▸ STATED EXERCISE
Retype every one of the entries below word for word, without changing anything.

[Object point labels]

◆ ◆ ◆

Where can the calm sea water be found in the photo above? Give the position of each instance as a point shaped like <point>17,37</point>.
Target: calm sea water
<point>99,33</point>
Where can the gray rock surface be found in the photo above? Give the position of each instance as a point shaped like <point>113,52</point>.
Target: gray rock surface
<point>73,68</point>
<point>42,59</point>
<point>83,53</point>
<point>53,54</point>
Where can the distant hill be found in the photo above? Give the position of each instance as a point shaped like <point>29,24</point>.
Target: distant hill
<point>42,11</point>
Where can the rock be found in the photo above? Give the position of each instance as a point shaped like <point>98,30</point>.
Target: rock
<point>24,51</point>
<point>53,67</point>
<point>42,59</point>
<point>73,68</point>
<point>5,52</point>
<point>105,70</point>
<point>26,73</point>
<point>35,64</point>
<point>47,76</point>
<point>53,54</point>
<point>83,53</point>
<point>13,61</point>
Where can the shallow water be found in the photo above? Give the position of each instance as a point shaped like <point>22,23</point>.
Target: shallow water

◆ ◆ ◆

▸ EXERCISE RESULT
Where can the calm sea water be found in the photo above? Give the position of each instance as a point shaped like <point>17,37</point>.
Target: calm sea water
<point>99,33</point>
Where can the gray rock surface be found in the photo above? Give the position of each instance as a point shaped like <point>113,52</point>.
Target: gray rock surface
<point>73,68</point>
<point>42,59</point>
<point>83,53</point>
<point>53,54</point>
Where can the distant hill be found in the photo above? Give the position of each instance as a point shaped like <point>29,24</point>.
Target: distant hill
<point>42,11</point>
Where can the rock be found in the photo above? Give the position of each instance as a point shaped like <point>98,30</point>.
Target: rock
<point>24,51</point>
<point>53,67</point>
<point>42,59</point>
<point>73,68</point>
<point>5,52</point>
<point>105,70</point>
<point>26,73</point>
<point>35,64</point>
<point>47,76</point>
<point>53,54</point>
<point>83,53</point>
<point>13,61</point>
Where can the shallow water be found in the photo above? Give the position of each instance as a point shaped like <point>22,23</point>.
Target: shallow water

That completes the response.